* [短い問題 1]:
鄧小平の軍隊改革についての文章から、「People's Liberation Army」を含む言葉で始まり「全面的な再編成が断行された。」で終わる部分を、一字も変えずに書き写してください。
* [短い問題 2]:
鄧小平の軍隊改革についての文章の最後の文に続けて、その先を書いてください。
─── 読む文章 ───
People's Liberation Army of China☆中国人民解放军☆Народно-освободительная армия Китая/Shigeo Hiramatsu平松 茂雄Сигео Хирамацу(1987)CANADA🍁2023/10/23⑦


 これに対して鄧小平は1985年の中央軍事委員会拡大会議で、「われわれは戦争の危険が切迫しているとの従来の見方を改めた」ことを明らかにし、「比較的長い時間、少なくとも今世紀の内に戦争が起きないことを希望している。これは可能であり、空論ではない」とのべた。鄧小平政権はこれを「軍隊建設指導思想の戦略的転換」すなわち戦時ないし臨戦態勢から平時態勢への転換と意義づけている。そして「少なくとも今世紀の内に戦争は起きない」という国際情勢認識の下に、兵力の百万人削減による中国軍の全面的な再編成が断行された。
─── 提供資料 ───
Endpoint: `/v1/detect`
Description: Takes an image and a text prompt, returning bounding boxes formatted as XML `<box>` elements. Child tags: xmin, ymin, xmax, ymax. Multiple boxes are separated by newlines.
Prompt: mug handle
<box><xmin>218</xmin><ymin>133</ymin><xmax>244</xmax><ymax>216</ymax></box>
───
* [記述回答 1]:
People's Liberation Army of China☆中国人民解放军☆Народно-освободительная армия Китая/Shigeo Hiramatsu平松 茂雄Сигео Хирамацу(1987)CANADA🍁2023/10/23⑦


 これに対して鄧小平は1985年の中央軍事委員会拡大会議で、「われわれは戦争の危険が切迫しているとの従来の見方を改めた」ことを明らかにし、「比較的長い時間、少なくとも今世紀の内に戦争が起きないことを希望している。これは可能であり、空論ではない」とのべた。鄧小平政権はこれを「軍隊建設指導思想の戦略的転換」すなわち戦時ないし臨戦態勢から平時態勢への転換と意義づけている。そして「少なくとも今世紀の内に戦争は起きない」という国際情勢認識の下に、兵力の百万人削減による中国軍の全面的な再編成が断行された。

* [記述回答 2]:
 2 百万の兵力削減と合成集団軍の編成
 1982年9月、鄧小平政権成立後初めての党大会である第12回大会が開かれた。この大会で鄧小平は新設された中央顧問委員会の主任に就任したが、中央軍事委員会主席の地位には引続き留まった。
 鄧小平の軍事改革は、第12回大会の直後の1982年9月15日に、中共中央軍事委員会から通達された。「軍隊の体制改革と精簡整編(戦闘力の精鋭化・機構の簡素化による中国軍の再編成)に関する方案」に端を発する。その詳細は明らかにされていないが、①戦闘部隊の再編成、②非戦闘部隊の民間への転業、という二つの内容からなっている。この時から84年までに非戦闘部隊の民間への転業により百万に近い兵力が削減され、85年5~6月の中央軍事委員会拡大会議における百万の兵力削減と大軍区改編の決定により、引き続いて非戦闘部隊が民間に転業するとともに、戦闘部隊の改編が断行された。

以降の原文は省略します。